━━ Raw records

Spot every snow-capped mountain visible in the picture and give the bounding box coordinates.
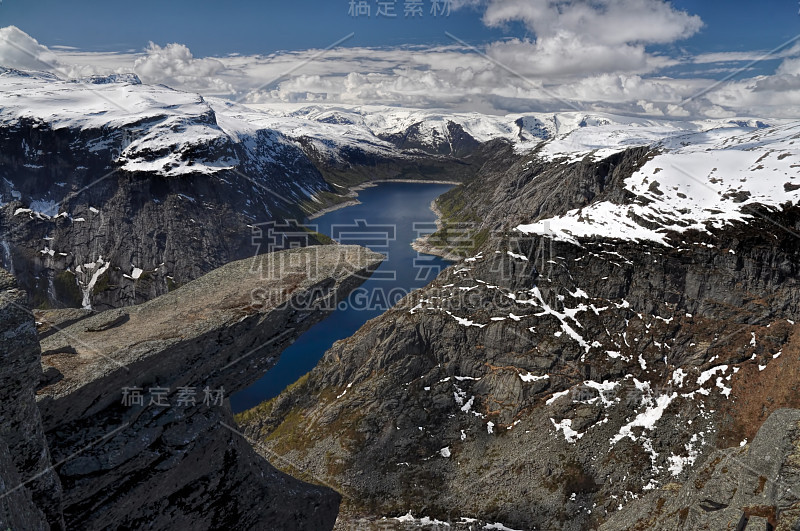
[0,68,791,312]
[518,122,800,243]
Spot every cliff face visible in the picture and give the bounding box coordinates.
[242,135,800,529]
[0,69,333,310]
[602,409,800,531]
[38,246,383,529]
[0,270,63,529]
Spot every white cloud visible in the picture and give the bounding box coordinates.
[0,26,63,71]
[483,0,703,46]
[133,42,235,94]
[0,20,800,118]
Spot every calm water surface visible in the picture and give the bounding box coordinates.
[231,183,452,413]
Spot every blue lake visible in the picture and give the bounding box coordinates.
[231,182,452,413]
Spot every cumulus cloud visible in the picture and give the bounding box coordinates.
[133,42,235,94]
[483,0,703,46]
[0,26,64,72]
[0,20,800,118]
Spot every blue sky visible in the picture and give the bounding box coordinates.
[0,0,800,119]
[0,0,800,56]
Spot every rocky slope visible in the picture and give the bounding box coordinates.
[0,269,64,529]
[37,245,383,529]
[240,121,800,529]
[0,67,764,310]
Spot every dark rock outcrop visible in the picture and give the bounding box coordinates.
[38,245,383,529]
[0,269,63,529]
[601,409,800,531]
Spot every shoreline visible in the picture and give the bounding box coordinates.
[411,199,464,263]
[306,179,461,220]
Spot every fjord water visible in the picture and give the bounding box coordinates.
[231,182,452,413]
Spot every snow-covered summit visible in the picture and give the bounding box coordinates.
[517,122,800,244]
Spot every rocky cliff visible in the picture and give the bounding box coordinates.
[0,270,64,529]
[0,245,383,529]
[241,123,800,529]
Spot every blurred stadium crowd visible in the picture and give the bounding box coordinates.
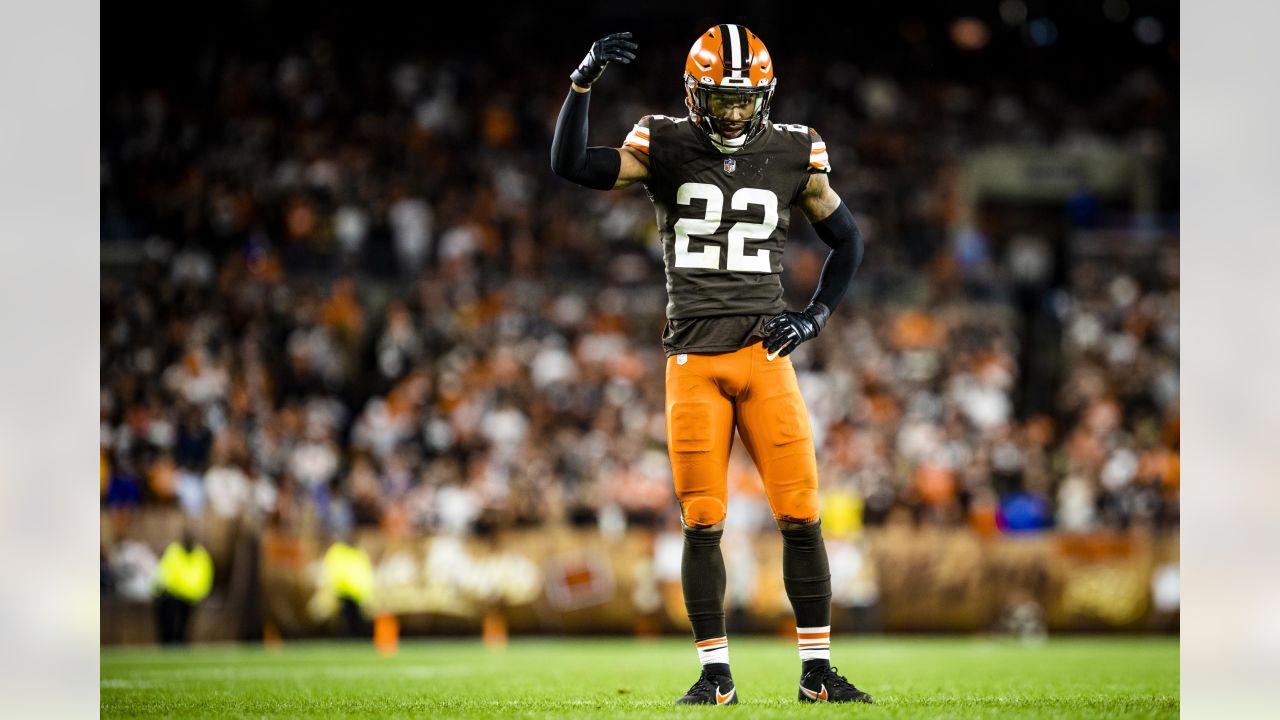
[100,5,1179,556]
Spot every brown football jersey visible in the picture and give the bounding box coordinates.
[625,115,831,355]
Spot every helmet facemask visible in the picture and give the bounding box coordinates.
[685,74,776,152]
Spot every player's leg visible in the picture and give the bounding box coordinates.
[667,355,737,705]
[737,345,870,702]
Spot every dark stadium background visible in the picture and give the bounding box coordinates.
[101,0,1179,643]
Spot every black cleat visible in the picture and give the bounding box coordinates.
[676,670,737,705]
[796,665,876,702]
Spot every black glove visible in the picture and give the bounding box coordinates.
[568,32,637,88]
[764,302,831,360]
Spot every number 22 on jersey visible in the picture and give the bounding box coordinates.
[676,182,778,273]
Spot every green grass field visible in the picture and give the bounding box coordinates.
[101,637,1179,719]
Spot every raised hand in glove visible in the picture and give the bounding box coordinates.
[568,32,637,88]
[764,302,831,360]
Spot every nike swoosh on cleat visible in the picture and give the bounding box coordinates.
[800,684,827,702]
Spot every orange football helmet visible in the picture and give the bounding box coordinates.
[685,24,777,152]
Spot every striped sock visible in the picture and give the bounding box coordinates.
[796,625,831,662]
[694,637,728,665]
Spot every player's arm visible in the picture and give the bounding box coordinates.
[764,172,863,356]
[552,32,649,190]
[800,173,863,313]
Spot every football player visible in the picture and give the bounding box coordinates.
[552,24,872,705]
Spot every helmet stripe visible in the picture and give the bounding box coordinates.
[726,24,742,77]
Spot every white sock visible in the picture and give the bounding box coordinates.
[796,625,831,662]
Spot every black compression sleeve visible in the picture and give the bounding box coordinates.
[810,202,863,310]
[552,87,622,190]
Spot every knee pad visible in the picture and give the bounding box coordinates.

━━━━

Description of the task :: Give every line of the data above as a numbered list, skipping any blank lines. Leave the pictures out.

Answer to the exercise ::
1. Spot every snow-capped mountain visible in the picture and give the bounding box coordinates.
2. [0,68,791,312]
3. [518,122,800,243]
4. Spot every cliff face visible in the picture and give the bounding box coordinates.
5. [242,135,800,529]
6. [0,69,333,310]
7. [602,409,800,531]
8. [38,246,383,529]
9. [0,270,63,529]
10. Spot every white cloud visible in the picture and give the bounding box coordinates.
11. [0,26,63,71]
12. [483,0,703,46]
13. [133,42,235,94]
14. [0,20,800,118]
15. Spot every calm water surface visible in the picture and give the bounding box coordinates.
16. [231,183,452,413]
17. Spot every blue lake visible in the picture and give the bounding box coordinates.
18. [231,182,452,413]
19. Spot every cumulus cloud visible in the picture and give the bounding box coordinates.
20. [133,42,235,94]
21. [483,0,703,46]
22. [0,26,64,72]
23. [0,20,800,118]
24. Spot every blue sky visible in the picture and give the bounding box coordinates.
25. [0,0,800,119]
26. [0,0,800,56]
27. Spot every rocky slope visible in the picture and give the bounding box coordinates.
28. [0,269,64,529]
29. [37,245,383,529]
30. [240,121,800,529]
31. [0,67,764,310]
32. Spot every dark rock outcrop visible in the picture and give the bounding box coordinates.
33. [38,245,383,529]
34. [0,269,63,529]
35. [601,409,800,531]
36. Spot every shoreline visible in the picture and give the bounding box coordinates.
37. [411,199,464,263]
38. [306,179,461,220]
39. Spot every fjord water visible in the picture and give the bounding box coordinates.
40. [231,182,452,413]
41. Spot every snow-covered summit visible in the picture and give the bounding box coordinates.
42. [517,122,800,244]
43. Spot every rocky cliff visible in the picture and give the bounding box coordinates.
44. [0,270,64,529]
45. [0,245,383,529]
46. [241,123,800,529]
47. Spot every blurred stadium crowd visible in the picture and give the bounding box coordinates.
48. [100,5,1179,556]
49. Spot every brown football jersey visible in the picture and give the bounding box coordinates.
50. [625,115,831,355]
51. Spot every helmet facemask visible in the picture and give the bounding box coordinates.
52. [685,74,776,152]
53. Spot every player's leg visible in the picture and give the bounding box coordinates.
54. [667,355,737,705]
55. [737,345,870,702]
56. Spot every dark stadium background visible in the picture and give the bounding box coordinates.
57. [101,0,1179,643]
58. Spot every black cleat visible in the picture and give the bounding box coordinates.
59. [676,670,737,705]
60. [796,665,876,702]
61. Spot every black glove visible in the picture and give the bounding box coordinates.
62. [568,32,637,88]
63. [764,302,831,360]
64. Spot every number 22 on jersey visible in the picture and give the bounding box coordinates.
65. [676,182,778,273]
66. Spot every green grass field visible in the picture and give the bounding box coordinates.
67. [101,637,1179,719]
68. Spot every raised hand in glove visible in the picture and give the bounding box coordinates.
69. [568,32,637,88]
70. [764,302,831,360]
71. Spot every nike swoosh on cleat visible in the picture and give the bounding box coordinates.
72. [800,684,827,702]
73. Spot every orange football helmet visible in the picture and give the bounding box coordinates.
74. [685,24,777,152]
75. Spot every striped sock visible in the picture and give the bounding box coordinates.
76. [796,625,831,662]
77. [694,637,728,665]
78. Spot every player's arm visible in the picture and give the bounding box coordinates.
79. [764,172,863,356]
80. [552,32,649,190]
81. [800,173,863,313]
82. Spot every football player visible in the picture and give the bounding box coordinates.
83. [552,24,872,705]
84. Spot every helmet stripe visible in the picture and give the bounding box coordinates.
85. [726,24,742,77]
86. Spot every white sock visible in the picture and give the bounding box coordinates.
87. [796,625,831,662]
88. Spot every black compression sleeve visible in the picture and give the bounding box coordinates.
89. [810,202,863,310]
90. [552,87,622,190]
91. Spot every knee pad visible in the picture and give the bounding box coordinates.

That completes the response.